_Fragmento de la página_

Álvaro Uribe Vélez es un hombre de guerra y quiso seguir siéndolo después de ser presidente de la República, a su manera, explotando su carisma y utilizando su habilidad para comunicarse con la gente. Pudo, de ese modo, convertir la paz en una maldición, gracias al papayazo que dio el presidente Santos con la invención de un plebiscito innecesario y nefasto para los acuerdos finales con las Farc y su implementación. Desde octubre de 2016 en adelante, la campaña que se avecinaba quedó signada por el sambenito del No. El razonamiento fue sencillo. No a la paz es sí a la guerra. Lo de las modificaciones consensuadas era –Uribe sabía que la guerrilla las rechazaría– una entelequia. Eso sí, el cotarro se revolvía con ventajas para su partido.

_Entradas proporcionadas_

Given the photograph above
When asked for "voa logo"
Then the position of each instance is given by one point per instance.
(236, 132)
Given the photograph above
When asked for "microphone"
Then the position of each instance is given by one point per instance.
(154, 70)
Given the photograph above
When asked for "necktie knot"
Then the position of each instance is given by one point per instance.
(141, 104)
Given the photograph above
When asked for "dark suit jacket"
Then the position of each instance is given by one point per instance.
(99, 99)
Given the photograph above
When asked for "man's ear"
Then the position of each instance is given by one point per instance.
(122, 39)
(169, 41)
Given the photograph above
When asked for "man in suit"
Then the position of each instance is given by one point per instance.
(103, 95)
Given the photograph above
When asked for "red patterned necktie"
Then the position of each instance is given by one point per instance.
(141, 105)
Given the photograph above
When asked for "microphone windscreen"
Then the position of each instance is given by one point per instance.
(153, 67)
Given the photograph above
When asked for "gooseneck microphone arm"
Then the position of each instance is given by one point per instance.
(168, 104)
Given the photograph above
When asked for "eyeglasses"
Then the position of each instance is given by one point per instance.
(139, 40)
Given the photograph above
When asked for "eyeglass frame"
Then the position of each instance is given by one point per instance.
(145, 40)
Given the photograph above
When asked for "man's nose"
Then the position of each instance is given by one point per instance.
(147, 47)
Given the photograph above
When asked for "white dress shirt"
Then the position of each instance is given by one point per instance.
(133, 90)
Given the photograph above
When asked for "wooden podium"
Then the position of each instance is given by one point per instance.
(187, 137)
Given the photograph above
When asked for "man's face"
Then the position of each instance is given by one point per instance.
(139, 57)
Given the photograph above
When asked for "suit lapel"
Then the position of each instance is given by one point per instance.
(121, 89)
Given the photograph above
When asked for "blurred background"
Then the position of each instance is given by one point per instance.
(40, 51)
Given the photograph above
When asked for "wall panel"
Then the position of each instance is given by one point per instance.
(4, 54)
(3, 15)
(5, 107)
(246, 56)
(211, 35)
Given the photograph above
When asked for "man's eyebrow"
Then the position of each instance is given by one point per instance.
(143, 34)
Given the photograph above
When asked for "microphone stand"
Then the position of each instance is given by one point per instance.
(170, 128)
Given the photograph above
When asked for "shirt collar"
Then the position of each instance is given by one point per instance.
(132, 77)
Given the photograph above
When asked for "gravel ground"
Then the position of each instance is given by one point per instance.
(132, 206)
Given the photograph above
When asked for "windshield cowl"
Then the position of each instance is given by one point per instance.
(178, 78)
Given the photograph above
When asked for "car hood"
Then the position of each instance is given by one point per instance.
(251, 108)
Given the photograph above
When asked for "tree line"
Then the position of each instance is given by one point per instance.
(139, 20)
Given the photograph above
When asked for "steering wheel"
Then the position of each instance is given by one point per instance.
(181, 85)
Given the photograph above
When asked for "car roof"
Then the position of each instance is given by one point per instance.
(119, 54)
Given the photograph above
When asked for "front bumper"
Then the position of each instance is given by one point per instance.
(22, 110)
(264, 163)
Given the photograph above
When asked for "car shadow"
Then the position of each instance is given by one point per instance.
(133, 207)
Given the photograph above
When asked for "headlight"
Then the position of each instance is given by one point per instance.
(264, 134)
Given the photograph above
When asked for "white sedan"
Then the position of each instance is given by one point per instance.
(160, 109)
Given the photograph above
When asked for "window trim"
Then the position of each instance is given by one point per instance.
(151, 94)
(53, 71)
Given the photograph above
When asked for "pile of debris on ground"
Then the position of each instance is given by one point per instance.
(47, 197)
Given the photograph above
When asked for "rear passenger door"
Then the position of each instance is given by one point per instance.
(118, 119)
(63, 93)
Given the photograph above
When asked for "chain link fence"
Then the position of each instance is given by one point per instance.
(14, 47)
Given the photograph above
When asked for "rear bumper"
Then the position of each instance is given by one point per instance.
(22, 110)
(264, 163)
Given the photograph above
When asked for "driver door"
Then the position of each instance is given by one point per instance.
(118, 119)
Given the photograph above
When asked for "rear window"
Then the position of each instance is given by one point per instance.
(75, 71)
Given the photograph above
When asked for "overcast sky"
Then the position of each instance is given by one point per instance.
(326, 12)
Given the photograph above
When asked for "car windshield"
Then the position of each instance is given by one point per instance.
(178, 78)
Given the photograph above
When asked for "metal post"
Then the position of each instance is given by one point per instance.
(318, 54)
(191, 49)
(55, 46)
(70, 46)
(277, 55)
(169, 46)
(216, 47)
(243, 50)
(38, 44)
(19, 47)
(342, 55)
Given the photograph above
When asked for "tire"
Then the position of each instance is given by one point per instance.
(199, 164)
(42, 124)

_Ejercicio 1_
¿Puedes citar literalmente el fragmento sobre Uribe y el plebiscito por la paz, empezando en las palabras "Álvaro Uribe Vélez" y deteniéndote después de "para su partido."?
_Ejercicio 2_
¿Cómo seguirías el fragmento sobre Uribe y el plebiscito por la paz a partir de donde se detiene?

_Respuesta 1_
Álvaro Uribe Vélez es un hombre de guerra y quiso seguir siéndolo después de ser presidente de la República, a su manera, explotando su carisma y utilizando su habilidad para comunicarse con la gente. Pudo, de ese modo, convertir la paz en una maldición, gracias al papayazo que dio el presidente Santos con la invención de un plebiscito innecesario y nefasto para los acuerdos finales con las Farc y su implementación. Desde octubre de 2016 en adelante, la campaña que se avecinaba quedó signada por el sambenito del No. El razonamiento fue sencillo. No a la paz es sí a la guerra. Lo de las modificaciones consensuadas era –Uribe sabía que la guerrilla las rechazaría– una entelequia. Eso sí, el cotarro se revolvía con ventajas para su partido.

_Respuesta 2_
En el Senado, la cantaleta oposicionista no cesó y, en forma deliberada, el batallón del Centro Democrático (CD), de la mano de su comandante, exigía para los delincuentes políticos el mismo trato que la ley da a los delincuentes comunes, cosa que él no hizo cuando pactó con los paramilitares, y se cerró a la banda contra la justicia transicional, a sabiendas de que, aun retomándose las negociaciones, la guerrilla no renunciaba a las cláusulas suscritas. El Gobierno usó sus mayorías parlamentarias para que el Congreso reversara la frustración del 2 de octubre, pero el ala de los acuerdos no dejó de sangrar luego del perdigón que la impactó.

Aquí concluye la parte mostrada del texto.